__Texto fornecido__:
╔══

O Brasil está entre os maiores produtores de exportadores de suínos e aves, em particular o estado de Santa Catarina. Estima-se que até 75% dos pacientes internados recebam antimicrobianos e 50% das prescrições são consideradas inadequadas. Paralelamente, os antimicrobianos são extensivamente utilizados em granjas de criação de suínos e aves tanto para prevenir infecções quanto como promotores de crescimento. No entanto, a compreensão dos riscos gerados pelo uso de antimicrobianos é limitada quase exclusivamente a observações indiretas ou estudos pontuais sobre alguns dos RAM mais relevantes para uso em animais e humanos. A inovação do projeto está na investigação da dinâmica da disseminação da RAM de uma forma mais sistêmica e integrada, estabelecendo uma conexão entre os vários ecossistemas.

╚══

__Dados fornecidos__:
╔══

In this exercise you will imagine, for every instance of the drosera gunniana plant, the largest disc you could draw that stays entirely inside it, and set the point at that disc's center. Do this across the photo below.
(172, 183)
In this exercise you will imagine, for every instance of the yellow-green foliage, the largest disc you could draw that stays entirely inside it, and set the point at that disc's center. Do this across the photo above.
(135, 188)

╚══

__Complete o seguinte__:
1 – Reescreva de forma mais breve o parágrafo do texto fornecido que começa com "O Brasil está entre", mantendo seus fatos principais.
2 – Liste todos os substantivos do texto fornecido que nomeiam animais ou grupos de animais.
3 – Devolva, sem nenhuma alteração, o trecho do texto fornecido que se abre com as palavras que contêm "O Brasil está" e se fecha com "os vários ecossistemas.".
Os dados não serão necessários para resolver estas tarefas.

__Respostas aos exercícios__:
1 – O Brasil, em especial Santa Catarina, destaca-se na produção de suínos e aves. Até 75% dos pacientes internados recebem antimicrobianos, e metade das prescrições é considerada inadequada. Nas granjas, esses medicamentos são muito usados para prevenir infecções e como promotores de crescimento. Os riscos desse uso são conhecidos quase só por observações indiretas ou estudos pontuais. A inovação do projeto é investigar a disseminação da RAM de modo sistêmico e integrado, conectando os diversos ecossistemas.

2 –
- suínos
- aves
- animais

3 –
O Brasil está entre os maiores produtores de exportadores de suínos e aves, em particular o estado de Santa Catarina. Estima-se que até 75% dos pacientes internados recebam antimicrobianos e 50% das prescrições são consideradas inadequadas. Paralelamente, os antimicrobianos são extensivamente utilizados em granjas de criação de suínos e aves tanto para prevenir infecções quanto como promotores de crescimento. No entanto, a compreensão dos riscos gerados pelo uso de antimicrobianos é limitada quase exclusivamente a observações indiretas ou estudos pontuais sobre alguns dos RAM mais relevantes para uso em animais e humanos. A inovação do projeto está na investigação da dinâmica da disseminação da RAM de uma forma mais sistêmica e integrada, estabelecendo uma conexão entre os vários ecossistemas.